Requirement: Each line with the word "laid" must appear in the answer, copied from the records.

Entries taken from a collection:
+++
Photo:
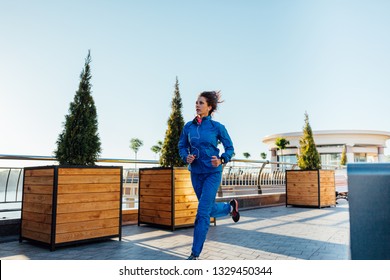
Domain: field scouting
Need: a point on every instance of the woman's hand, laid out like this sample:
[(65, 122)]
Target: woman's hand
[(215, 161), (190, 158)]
+++
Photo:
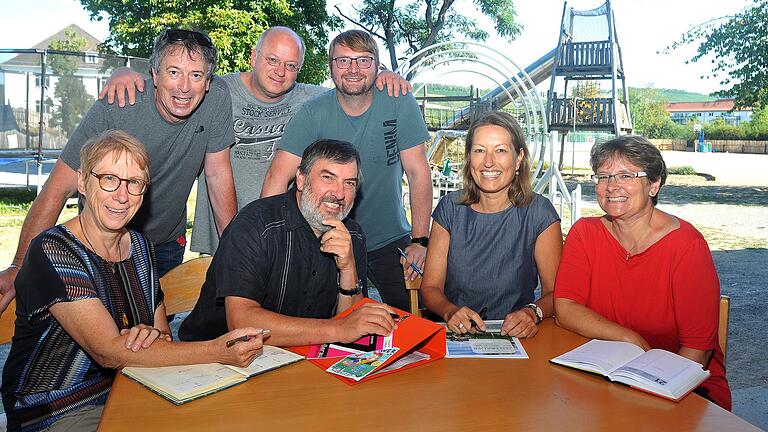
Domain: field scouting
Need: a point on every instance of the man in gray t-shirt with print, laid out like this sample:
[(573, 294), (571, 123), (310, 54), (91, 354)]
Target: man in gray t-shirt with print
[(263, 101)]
+++
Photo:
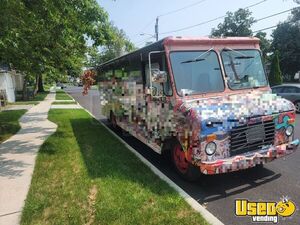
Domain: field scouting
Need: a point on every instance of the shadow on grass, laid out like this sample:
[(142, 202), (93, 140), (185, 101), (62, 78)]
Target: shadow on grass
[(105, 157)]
+++
Output of the exercise:
Need: a point on every instance of the woman's hand, laid out like this sample:
Need: a point on every instance of the man in gray t-shirt with print, laid out like this sample:
Need: a point on every instance of the shadow on grass, laid out like this sample:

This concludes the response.